:: What this task involves ::
Pull out every line in the listing below that contains the string "star", matching case exactly.

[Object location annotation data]
- - - -

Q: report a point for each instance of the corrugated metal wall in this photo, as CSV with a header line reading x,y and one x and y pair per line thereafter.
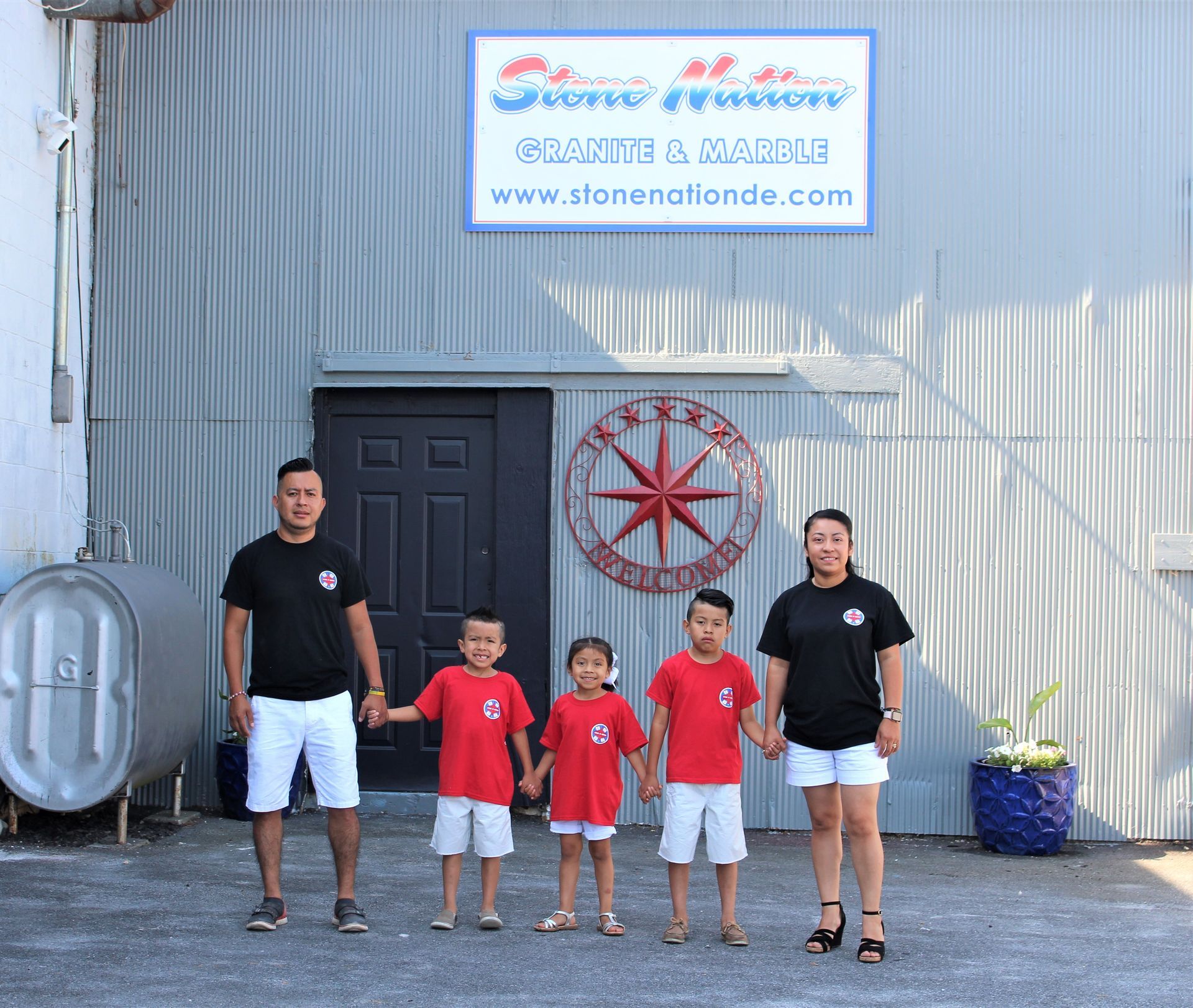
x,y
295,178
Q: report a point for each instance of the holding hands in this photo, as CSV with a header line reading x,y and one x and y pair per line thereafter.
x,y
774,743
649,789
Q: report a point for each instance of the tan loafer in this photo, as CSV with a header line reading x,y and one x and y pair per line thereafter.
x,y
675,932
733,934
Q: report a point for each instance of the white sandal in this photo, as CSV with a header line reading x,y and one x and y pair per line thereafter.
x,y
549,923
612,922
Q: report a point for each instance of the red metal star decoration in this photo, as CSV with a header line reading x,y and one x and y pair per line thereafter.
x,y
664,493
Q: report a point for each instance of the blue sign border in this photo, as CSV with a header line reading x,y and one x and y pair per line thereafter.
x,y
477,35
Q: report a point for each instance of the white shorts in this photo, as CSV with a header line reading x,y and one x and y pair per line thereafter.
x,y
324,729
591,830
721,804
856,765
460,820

- - - -

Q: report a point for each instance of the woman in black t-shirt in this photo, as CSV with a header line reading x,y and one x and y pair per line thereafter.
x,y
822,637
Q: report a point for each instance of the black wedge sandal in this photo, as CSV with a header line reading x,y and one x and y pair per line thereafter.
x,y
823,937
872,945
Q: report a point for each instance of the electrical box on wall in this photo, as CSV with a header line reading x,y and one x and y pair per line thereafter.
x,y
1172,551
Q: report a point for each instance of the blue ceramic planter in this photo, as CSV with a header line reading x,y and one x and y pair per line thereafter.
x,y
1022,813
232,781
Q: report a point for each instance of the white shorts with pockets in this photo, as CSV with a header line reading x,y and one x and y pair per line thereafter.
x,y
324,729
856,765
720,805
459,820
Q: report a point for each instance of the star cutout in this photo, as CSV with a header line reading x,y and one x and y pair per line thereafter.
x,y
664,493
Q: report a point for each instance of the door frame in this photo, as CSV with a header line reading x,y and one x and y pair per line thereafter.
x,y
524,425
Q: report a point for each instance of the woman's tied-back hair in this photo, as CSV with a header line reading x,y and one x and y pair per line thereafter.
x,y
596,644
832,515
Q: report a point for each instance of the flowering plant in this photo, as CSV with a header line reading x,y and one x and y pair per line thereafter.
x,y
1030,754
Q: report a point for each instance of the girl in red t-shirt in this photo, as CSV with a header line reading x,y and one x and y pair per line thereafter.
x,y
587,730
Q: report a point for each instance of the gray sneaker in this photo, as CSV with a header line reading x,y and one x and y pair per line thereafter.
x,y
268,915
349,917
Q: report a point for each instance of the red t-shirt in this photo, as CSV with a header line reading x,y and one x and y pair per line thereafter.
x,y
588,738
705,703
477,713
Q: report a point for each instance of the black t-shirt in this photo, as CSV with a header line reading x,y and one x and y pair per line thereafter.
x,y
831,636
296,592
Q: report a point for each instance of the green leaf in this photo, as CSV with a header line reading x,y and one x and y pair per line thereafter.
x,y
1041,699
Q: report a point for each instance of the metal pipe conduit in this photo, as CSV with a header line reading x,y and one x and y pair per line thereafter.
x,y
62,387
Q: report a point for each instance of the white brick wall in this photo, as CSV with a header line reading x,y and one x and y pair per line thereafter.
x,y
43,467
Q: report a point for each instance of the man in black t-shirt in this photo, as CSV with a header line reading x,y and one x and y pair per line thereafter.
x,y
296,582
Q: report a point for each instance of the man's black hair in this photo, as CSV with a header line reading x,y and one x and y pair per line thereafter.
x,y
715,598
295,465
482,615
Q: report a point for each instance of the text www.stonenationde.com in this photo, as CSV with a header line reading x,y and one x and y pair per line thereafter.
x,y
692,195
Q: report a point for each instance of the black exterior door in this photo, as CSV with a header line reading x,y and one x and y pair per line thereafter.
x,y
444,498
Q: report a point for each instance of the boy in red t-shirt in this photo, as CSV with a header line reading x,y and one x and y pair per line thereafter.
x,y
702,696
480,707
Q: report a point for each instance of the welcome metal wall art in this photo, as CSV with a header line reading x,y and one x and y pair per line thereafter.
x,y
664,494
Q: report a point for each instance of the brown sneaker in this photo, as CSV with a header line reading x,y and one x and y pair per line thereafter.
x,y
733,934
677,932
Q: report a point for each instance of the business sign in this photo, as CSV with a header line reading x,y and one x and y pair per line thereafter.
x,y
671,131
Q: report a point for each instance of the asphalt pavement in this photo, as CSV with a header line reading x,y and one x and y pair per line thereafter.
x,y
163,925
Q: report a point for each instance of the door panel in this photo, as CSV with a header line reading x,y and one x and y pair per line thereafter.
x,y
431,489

- - - -

:: Task solution ::
Q: report a point for each instance of the red metal star decoration in this photo, as CSV with a header line reading x,y and one x and y pair per line thereafter.
Q: report a point for each instance of the star cutout in this photo, as CSV with a header line reading x,y and one x and y pair per line thereafter.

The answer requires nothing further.